* [EXERCISE AIM] Make an exact copy of the records, dropping all pictures.

TASK MATERIAL section start

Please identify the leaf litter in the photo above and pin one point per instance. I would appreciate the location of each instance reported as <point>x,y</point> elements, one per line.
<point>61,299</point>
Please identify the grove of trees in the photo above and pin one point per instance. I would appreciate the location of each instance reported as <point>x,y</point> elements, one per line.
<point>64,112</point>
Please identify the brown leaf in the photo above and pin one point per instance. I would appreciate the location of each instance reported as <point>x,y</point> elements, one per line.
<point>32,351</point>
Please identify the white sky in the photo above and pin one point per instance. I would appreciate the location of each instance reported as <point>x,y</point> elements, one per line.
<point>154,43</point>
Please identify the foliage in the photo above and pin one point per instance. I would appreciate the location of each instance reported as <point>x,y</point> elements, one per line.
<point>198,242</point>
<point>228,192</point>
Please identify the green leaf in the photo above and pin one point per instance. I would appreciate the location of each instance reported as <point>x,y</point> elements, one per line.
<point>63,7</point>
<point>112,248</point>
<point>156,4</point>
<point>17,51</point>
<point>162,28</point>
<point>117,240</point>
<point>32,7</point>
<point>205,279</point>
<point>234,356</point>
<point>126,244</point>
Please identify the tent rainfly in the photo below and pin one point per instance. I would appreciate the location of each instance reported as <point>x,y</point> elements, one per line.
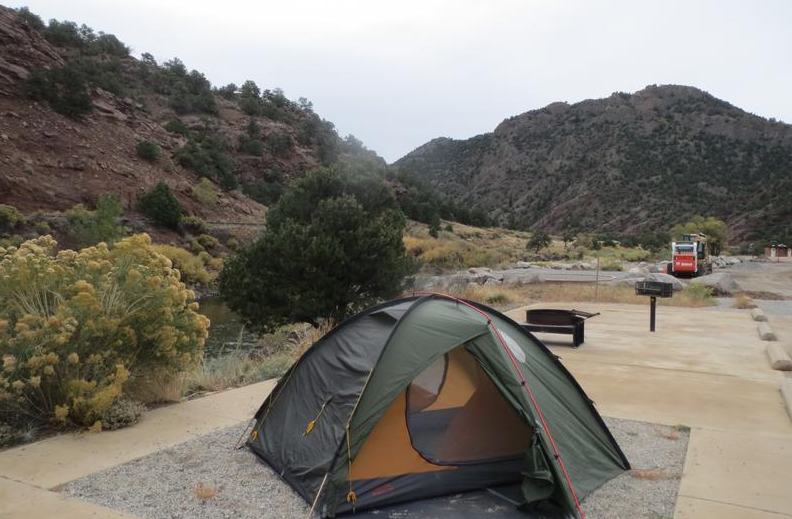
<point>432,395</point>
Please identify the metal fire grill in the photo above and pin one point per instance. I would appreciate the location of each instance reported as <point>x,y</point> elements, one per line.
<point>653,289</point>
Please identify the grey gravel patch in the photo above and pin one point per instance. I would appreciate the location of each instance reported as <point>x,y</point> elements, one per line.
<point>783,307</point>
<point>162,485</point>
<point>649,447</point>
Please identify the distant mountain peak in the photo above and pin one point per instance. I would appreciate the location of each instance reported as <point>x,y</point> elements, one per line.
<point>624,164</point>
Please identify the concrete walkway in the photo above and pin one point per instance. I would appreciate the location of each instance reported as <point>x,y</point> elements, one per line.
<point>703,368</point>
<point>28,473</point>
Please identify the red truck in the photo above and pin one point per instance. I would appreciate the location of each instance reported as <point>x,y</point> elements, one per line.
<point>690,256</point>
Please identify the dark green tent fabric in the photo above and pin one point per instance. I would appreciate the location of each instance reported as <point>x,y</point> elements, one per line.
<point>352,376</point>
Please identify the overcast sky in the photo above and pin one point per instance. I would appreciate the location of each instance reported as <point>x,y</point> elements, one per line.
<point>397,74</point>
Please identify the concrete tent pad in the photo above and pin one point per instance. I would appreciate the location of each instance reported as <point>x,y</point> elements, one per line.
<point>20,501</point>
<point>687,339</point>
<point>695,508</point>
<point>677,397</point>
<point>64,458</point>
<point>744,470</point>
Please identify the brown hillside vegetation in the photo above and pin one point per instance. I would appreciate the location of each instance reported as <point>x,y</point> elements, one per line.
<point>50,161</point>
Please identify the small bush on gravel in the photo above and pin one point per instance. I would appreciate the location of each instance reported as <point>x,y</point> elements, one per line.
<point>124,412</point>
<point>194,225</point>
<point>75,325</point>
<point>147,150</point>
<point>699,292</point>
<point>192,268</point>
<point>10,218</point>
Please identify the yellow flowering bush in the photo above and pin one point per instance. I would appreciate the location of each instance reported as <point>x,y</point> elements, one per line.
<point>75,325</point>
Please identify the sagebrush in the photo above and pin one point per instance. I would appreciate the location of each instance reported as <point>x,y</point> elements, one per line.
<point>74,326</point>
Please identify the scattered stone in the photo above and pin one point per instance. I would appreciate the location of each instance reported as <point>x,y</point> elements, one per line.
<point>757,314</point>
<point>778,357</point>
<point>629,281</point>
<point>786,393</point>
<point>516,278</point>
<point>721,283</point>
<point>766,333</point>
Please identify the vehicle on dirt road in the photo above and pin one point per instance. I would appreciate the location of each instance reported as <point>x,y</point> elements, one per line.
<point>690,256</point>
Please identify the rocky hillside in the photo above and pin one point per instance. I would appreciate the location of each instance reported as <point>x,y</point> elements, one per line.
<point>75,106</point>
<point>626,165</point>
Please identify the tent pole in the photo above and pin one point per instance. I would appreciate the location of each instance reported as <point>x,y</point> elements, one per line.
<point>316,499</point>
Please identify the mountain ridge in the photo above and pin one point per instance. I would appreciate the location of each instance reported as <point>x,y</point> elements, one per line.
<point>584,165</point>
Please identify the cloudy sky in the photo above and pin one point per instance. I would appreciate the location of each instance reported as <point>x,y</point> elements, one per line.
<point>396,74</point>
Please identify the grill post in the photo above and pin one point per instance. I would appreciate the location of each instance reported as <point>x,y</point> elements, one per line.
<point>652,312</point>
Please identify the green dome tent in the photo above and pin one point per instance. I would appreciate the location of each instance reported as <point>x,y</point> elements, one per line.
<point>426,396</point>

TASK MATERIAL section end

* [ANSWER SECTION]
Please identify the leaf litter in the photo above and pin one point per instance. I would appreciate the location of each instance reported as <point>x,y</point> elements, one per line.
<point>61,299</point>
Please identify the grove of trees in the photo above and pin one point per instance. I would appreciate the location of each instance reported as <point>x,y</point> elements, one per line.
<point>64,112</point>
Please identify the brown leaf in the photo above and pin one point per instance. I would appreciate the location of each instance reported as <point>x,y</point> elements, one per line.
<point>32,351</point>
Please identify the white sky in the photo above and pin one point per instance. I would appreciate the location of each instance reported as <point>x,y</point> elements, one per line.
<point>154,43</point>
Please identify the foliage in the photo above and pin one point per instance. I would appreciate the location of each instance reported as <point>x,y</point> elements, one per line.
<point>198,242</point>
<point>228,192</point>
Please identify the green leaf in the photo above and pin one point per instance. I would appreciate the location of each instance reported as <point>x,y</point> elements, one per line.
<point>63,7</point>
<point>112,248</point>
<point>156,4</point>
<point>17,51</point>
<point>162,28</point>
<point>117,240</point>
<point>32,7</point>
<point>205,279</point>
<point>234,356</point>
<point>126,244</point>
Please identify the tent rainfly in the photo below and pin one point per instance. I would appreciate the location of each instance reported as <point>x,y</point> elements, one per line.
<point>432,395</point>
Please identify the metal fire grill in the photo above and pin one point per instance. I would appreciate the location of each instance reported as <point>x,y</point> elements, one per line.
<point>653,289</point>
Please identify the grey gravel patch in the photo above and pin one point per instance. I would appreciate the location of each instance reported as <point>x,y</point> elements, one per line.
<point>783,307</point>
<point>162,485</point>
<point>649,447</point>
Please identify the distant mountain peak in the photo above and pin one point per instance. I would appreciate the location of each instance reported as <point>x,y</point> elements, one per line.
<point>624,164</point>
Please identify the concrete walkway in the photo above and pin one point per instance. I would appreciate the location of each instance reported as <point>x,y</point> elements, one per line.
<point>703,368</point>
<point>28,473</point>
Please identify the red truck in the photo above and pin one point per instance. I would appreciate the location of each instance reported as <point>x,y</point> elements, one per line.
<point>690,256</point>
Please identify the dark green tent fabric in the photo above and pin one point per instance. I would appreciate the location of each instance reported as <point>x,y</point> elements, one per line.
<point>352,376</point>
Please identify the overcast sky in the photo above and pin one point per instance. I would appreciate the location of each instance reported as <point>x,y</point> elements, one per line.
<point>397,74</point>
Please identify the concrete tent pad in the photo above and pin one point per instance. I would appreciate the location of each instance reported as <point>x,y</point> elements, one per line.
<point>20,501</point>
<point>687,339</point>
<point>695,508</point>
<point>677,397</point>
<point>64,458</point>
<point>744,470</point>
Please identify the brown hillside vegetation in the photo above and pin one point per instance. I would appreciate the location of each instance reported as <point>x,y</point> elements, one per line.
<point>50,161</point>
Please identify the small bush on gravel in the photo above and pin one point per instance. I would appreciate the location of each instance reported as <point>x,y</point> elements, one per line.
<point>124,412</point>
<point>194,225</point>
<point>75,325</point>
<point>147,150</point>
<point>699,292</point>
<point>192,268</point>
<point>10,218</point>
Please identify the yellow flowering bush in the photo above and pin one point per instance. I would appreciate the location of each instance reported as <point>x,y</point> elements, one per line.
<point>75,325</point>
Please identify the sagebrush in the photo above and pin one point per instance. I would appreciate the location of each instance reported as <point>x,y</point> elements, one per line.
<point>74,326</point>
Please identify the scattered stone in the photo above and pin one point per instance. I would appreciate the location of each instance reported as <point>x,y</point> elements, one per line.
<point>757,314</point>
<point>778,357</point>
<point>629,281</point>
<point>786,393</point>
<point>516,278</point>
<point>721,283</point>
<point>766,333</point>
Please identify the vehicle on dirt road in the photo above and pin one point per instance. I would appreciate the location of each instance reported as <point>x,y</point> elements, one per line.
<point>690,256</point>
Please identify the rocky hillside in the photo above and pin one point per instance. I would appreciate the location of each instance reported as <point>x,y</point> elements, one per line.
<point>75,106</point>
<point>626,165</point>
Please identify the tent pole in the photo above and pin one point per instance. I would appreciate the location of each instance reported as <point>x,y</point> elements, one per line.
<point>316,499</point>
Please identify the mountain ridge in the photo above and pin one point per instance. I would appreciate the location of each instance reported as <point>x,y</point> elements, one per line.
<point>584,165</point>
Please identify the cloudy sky in the photo above and pin one point per instance. I would appreciate the location of each instance reported as <point>x,y</point> elements, one per line.
<point>396,74</point>
Please identify the grill post in the photo above and pin one point per instance. I would appreciate the location of each instance reported as <point>x,y</point> elements, one per line.
<point>652,312</point>
Please identify the green dome tent in the photo above and pin one point per instance. I would appreciate the location of each instance reported as <point>x,y</point> elements, one per line.
<point>426,396</point>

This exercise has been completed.